Activity => These entries are to be retyped in full, word for word.

Stored records:

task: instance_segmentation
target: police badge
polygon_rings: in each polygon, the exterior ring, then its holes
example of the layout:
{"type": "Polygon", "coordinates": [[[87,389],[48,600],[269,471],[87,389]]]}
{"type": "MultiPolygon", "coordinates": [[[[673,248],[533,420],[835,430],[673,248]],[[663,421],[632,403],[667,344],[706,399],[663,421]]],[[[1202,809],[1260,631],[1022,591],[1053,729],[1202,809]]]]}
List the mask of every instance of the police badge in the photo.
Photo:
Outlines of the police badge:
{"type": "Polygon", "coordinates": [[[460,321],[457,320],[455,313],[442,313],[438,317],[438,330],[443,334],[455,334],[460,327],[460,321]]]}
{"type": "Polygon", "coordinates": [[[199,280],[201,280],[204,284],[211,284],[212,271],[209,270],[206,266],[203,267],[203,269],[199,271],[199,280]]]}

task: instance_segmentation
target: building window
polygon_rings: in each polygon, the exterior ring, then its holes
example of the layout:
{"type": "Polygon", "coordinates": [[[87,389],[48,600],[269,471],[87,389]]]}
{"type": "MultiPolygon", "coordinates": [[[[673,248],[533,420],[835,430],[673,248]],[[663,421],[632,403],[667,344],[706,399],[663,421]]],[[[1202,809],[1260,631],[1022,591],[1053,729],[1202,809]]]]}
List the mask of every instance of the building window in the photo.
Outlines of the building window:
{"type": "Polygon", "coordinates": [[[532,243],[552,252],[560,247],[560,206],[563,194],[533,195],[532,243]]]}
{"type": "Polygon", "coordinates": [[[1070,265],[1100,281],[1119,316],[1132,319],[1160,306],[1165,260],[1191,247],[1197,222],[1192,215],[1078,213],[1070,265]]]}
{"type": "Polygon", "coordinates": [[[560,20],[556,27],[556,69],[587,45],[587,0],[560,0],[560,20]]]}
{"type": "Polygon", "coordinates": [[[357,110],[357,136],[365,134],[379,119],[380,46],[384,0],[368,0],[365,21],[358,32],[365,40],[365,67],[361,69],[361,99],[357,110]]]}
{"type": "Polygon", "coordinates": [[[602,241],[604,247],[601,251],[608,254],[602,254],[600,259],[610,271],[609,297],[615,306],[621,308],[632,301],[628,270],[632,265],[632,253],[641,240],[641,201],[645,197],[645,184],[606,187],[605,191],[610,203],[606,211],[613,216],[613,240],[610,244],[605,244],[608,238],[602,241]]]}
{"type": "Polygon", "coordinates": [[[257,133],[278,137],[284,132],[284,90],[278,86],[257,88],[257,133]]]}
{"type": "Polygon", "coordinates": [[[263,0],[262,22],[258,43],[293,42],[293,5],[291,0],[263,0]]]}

Response to this exercise =>
task: instance_segmentation
target: police badge
polygon_rings: in each polygon, the exterior ring, then its holes
example of the layout:
{"type": "Polygon", "coordinates": [[[87,389],[48,600],[269,471],[87,389]]]}
{"type": "MultiPolygon", "coordinates": [[[[673,248],[533,420],[835,430],[673,248]],[[663,421],[632,403],[667,344],[706,399],[663,421]]],[[[1202,809],[1260,631],[1022,591],[1053,729],[1202,809]]]]}
List the mask of every instance of the police badge in the photo.
Photo:
Outlines of the police badge:
{"type": "Polygon", "coordinates": [[[460,321],[457,320],[455,313],[442,313],[438,317],[438,330],[443,334],[455,334],[460,327],[460,321]]]}
{"type": "Polygon", "coordinates": [[[199,280],[201,280],[204,284],[211,284],[212,271],[209,270],[206,266],[203,267],[203,269],[199,271],[199,280]]]}

task: instance_segmentation
target: building window
polygon_rings: in each polygon, the exterior ring, then its holes
example of the layout:
{"type": "Polygon", "coordinates": [[[87,389],[48,600],[269,471],[87,389]]]}
{"type": "MultiPolygon", "coordinates": [[[[673,248],[533,420],[835,430],[673,248]],[[663,421],[632,403],[667,344],[706,399],[663,421]]],[[[1202,809],[1260,631],[1022,591],[1053,729],[1202,809]]]]}
List the mask of every instance of the building window in the photo.
Outlines of the building window:
{"type": "Polygon", "coordinates": [[[532,243],[552,252],[560,247],[560,206],[563,194],[533,195],[532,243]]]}
{"type": "Polygon", "coordinates": [[[1070,265],[1100,281],[1119,316],[1132,319],[1160,306],[1165,260],[1191,247],[1197,222],[1192,215],[1078,213],[1070,265]]]}
{"type": "Polygon", "coordinates": [[[560,20],[556,27],[556,69],[587,45],[587,0],[560,0],[560,20]]]}
{"type": "Polygon", "coordinates": [[[357,110],[357,136],[365,134],[379,119],[380,46],[384,0],[368,0],[365,21],[358,32],[365,40],[365,67],[361,69],[361,99],[357,110]]]}
{"type": "Polygon", "coordinates": [[[602,241],[604,247],[601,251],[608,254],[602,254],[600,259],[610,271],[609,297],[615,306],[621,308],[632,301],[628,270],[632,265],[632,253],[641,240],[641,201],[645,197],[645,184],[606,187],[605,191],[610,203],[606,211],[613,216],[613,240],[610,244],[605,244],[608,238],[602,241]]]}
{"type": "Polygon", "coordinates": [[[257,133],[278,137],[284,132],[284,90],[278,86],[257,88],[257,133]]]}
{"type": "Polygon", "coordinates": [[[263,0],[262,22],[258,43],[293,42],[293,5],[291,0],[263,0]]]}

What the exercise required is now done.